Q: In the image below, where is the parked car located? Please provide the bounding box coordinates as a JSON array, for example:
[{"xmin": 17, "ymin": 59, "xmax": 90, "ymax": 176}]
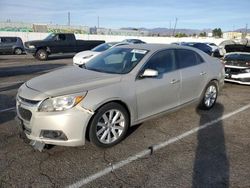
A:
[
  {"xmin": 24, "ymin": 33, "xmax": 105, "ymax": 60},
  {"xmin": 183, "ymin": 42, "xmax": 213, "ymax": 56},
  {"xmin": 122, "ymin": 39, "xmax": 146, "ymax": 44},
  {"xmin": 205, "ymin": 42, "xmax": 223, "ymax": 57},
  {"xmin": 224, "ymin": 44, "xmax": 250, "ymax": 54},
  {"xmin": 16, "ymin": 44, "xmax": 224, "ymax": 149},
  {"xmin": 0, "ymin": 36, "xmax": 24, "ymax": 55},
  {"xmin": 205, "ymin": 42, "xmax": 218, "ymax": 52},
  {"xmin": 223, "ymin": 52, "xmax": 250, "ymax": 85},
  {"xmin": 73, "ymin": 42, "xmax": 129, "ymax": 66}
]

EXERCISE
Once the pictures are set aside, restate the remaining data above exactly.

RESPONSE BOX
Q: In the image below, where is the parked car located? Please provide the bounding box coordinates as a JSON array, for example:
[{"xmin": 17, "ymin": 59, "xmax": 90, "ymax": 176}]
A:
[
  {"xmin": 24, "ymin": 33, "xmax": 105, "ymax": 60},
  {"xmin": 183, "ymin": 42, "xmax": 213, "ymax": 56},
  {"xmin": 122, "ymin": 39, "xmax": 146, "ymax": 44},
  {"xmin": 205, "ymin": 42, "xmax": 223, "ymax": 57},
  {"xmin": 224, "ymin": 44, "xmax": 250, "ymax": 54},
  {"xmin": 16, "ymin": 44, "xmax": 224, "ymax": 149},
  {"xmin": 0, "ymin": 36, "xmax": 24, "ymax": 55},
  {"xmin": 205, "ymin": 42, "xmax": 218, "ymax": 52},
  {"xmin": 223, "ymin": 52, "xmax": 250, "ymax": 85},
  {"xmin": 73, "ymin": 42, "xmax": 129, "ymax": 66}
]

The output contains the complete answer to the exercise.